Filter the records below down to lines containing "bowl".

◇ ◇ ◇ ◇ ◇ ◇ ◇

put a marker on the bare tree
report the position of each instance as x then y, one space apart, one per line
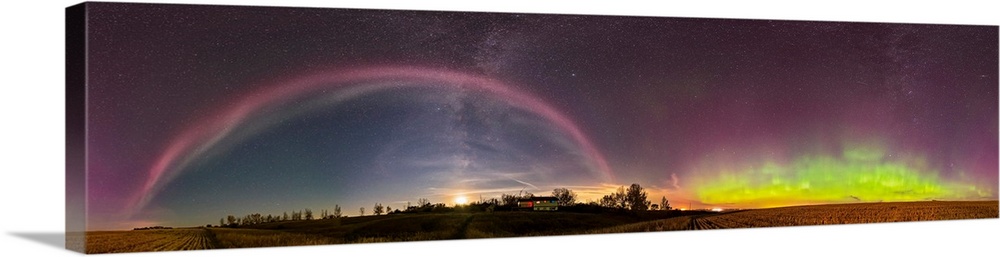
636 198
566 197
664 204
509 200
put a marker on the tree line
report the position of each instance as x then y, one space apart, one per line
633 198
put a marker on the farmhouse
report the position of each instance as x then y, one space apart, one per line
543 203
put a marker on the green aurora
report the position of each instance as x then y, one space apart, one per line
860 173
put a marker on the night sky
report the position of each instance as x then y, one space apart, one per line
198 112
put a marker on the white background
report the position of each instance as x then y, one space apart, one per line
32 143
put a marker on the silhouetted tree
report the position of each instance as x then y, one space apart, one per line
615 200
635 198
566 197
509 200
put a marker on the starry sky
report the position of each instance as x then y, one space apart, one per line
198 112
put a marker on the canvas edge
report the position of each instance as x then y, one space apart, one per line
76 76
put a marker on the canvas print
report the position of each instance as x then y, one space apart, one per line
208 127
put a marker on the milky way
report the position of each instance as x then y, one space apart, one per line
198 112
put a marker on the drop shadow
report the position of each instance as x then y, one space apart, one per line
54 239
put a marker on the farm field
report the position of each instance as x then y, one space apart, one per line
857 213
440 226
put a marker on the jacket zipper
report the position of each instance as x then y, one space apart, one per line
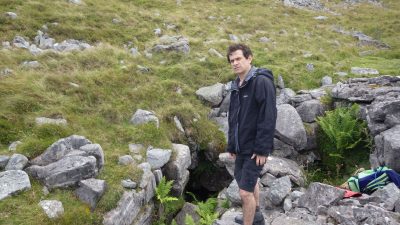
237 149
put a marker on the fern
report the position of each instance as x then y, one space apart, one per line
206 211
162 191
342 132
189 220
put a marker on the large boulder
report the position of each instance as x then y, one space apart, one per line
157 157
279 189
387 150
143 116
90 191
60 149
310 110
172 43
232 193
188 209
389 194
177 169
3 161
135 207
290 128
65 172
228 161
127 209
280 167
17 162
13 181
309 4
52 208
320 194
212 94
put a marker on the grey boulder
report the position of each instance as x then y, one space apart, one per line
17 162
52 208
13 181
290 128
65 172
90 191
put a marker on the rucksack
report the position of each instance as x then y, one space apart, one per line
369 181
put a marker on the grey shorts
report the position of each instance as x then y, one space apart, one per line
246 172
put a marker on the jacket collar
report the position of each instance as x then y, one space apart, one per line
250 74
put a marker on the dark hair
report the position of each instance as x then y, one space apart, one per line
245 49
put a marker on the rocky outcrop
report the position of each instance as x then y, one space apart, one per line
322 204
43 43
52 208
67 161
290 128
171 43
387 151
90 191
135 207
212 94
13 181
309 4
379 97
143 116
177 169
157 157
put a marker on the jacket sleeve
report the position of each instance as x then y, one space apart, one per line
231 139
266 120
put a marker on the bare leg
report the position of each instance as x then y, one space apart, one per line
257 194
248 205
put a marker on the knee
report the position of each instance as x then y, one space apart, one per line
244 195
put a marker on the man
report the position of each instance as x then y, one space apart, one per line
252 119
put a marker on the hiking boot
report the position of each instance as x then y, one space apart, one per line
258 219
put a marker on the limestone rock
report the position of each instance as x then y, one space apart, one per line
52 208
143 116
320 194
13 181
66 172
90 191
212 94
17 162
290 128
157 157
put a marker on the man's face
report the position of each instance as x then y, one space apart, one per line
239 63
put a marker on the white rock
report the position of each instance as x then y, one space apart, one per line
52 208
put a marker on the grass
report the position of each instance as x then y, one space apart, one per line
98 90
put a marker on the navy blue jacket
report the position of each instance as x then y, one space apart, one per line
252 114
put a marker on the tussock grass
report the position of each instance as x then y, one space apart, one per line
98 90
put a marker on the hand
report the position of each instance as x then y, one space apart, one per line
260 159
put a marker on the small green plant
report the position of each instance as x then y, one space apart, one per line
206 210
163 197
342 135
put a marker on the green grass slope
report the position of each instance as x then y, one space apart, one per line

◇ ◇ ◇ ◇ ◇ ◇ ◇

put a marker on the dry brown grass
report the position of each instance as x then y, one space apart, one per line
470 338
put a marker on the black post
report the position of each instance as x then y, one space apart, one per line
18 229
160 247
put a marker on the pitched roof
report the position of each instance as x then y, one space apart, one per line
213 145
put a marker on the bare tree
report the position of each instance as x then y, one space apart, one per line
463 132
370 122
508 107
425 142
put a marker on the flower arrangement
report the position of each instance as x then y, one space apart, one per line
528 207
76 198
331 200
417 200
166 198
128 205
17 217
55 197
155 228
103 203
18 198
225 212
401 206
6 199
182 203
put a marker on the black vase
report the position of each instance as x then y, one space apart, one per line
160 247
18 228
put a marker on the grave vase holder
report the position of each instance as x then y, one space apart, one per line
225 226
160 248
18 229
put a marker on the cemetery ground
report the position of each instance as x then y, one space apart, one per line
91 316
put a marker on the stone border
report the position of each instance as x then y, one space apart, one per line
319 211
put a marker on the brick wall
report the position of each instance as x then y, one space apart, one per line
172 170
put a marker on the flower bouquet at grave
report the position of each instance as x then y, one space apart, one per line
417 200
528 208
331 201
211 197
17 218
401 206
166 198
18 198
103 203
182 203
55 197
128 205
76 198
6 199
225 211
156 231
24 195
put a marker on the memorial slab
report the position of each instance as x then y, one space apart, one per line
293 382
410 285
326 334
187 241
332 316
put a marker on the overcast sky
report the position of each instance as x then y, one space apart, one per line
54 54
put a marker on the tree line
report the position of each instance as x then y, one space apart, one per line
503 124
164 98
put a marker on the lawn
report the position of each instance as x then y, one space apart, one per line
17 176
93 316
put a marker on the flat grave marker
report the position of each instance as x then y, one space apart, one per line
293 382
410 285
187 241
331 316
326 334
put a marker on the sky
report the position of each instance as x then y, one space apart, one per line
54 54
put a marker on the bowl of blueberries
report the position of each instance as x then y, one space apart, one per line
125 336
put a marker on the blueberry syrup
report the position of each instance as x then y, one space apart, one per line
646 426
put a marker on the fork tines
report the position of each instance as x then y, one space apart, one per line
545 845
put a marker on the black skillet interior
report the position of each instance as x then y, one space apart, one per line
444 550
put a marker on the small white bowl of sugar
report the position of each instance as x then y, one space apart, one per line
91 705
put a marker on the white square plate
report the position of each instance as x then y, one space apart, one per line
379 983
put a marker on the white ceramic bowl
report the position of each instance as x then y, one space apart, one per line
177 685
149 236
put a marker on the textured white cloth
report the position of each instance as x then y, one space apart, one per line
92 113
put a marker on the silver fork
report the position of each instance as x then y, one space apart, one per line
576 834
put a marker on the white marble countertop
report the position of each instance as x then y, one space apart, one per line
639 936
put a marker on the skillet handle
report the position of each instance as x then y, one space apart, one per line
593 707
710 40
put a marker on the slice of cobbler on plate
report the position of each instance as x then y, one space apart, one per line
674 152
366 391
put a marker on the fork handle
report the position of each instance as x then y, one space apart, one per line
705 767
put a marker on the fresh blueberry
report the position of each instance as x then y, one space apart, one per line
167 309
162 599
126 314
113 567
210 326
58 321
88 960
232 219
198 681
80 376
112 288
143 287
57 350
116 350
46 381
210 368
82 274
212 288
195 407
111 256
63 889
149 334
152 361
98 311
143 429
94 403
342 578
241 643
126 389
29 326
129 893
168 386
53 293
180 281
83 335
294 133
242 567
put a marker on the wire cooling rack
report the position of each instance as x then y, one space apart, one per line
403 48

◇ ◇ ◇ ◇ ◇ ◇ ◇

▶ **Solution to this task**
put a marker on the bowl of blueberries
put a marker on the small white bowl of sugar
put a marker on the white ceramic bowl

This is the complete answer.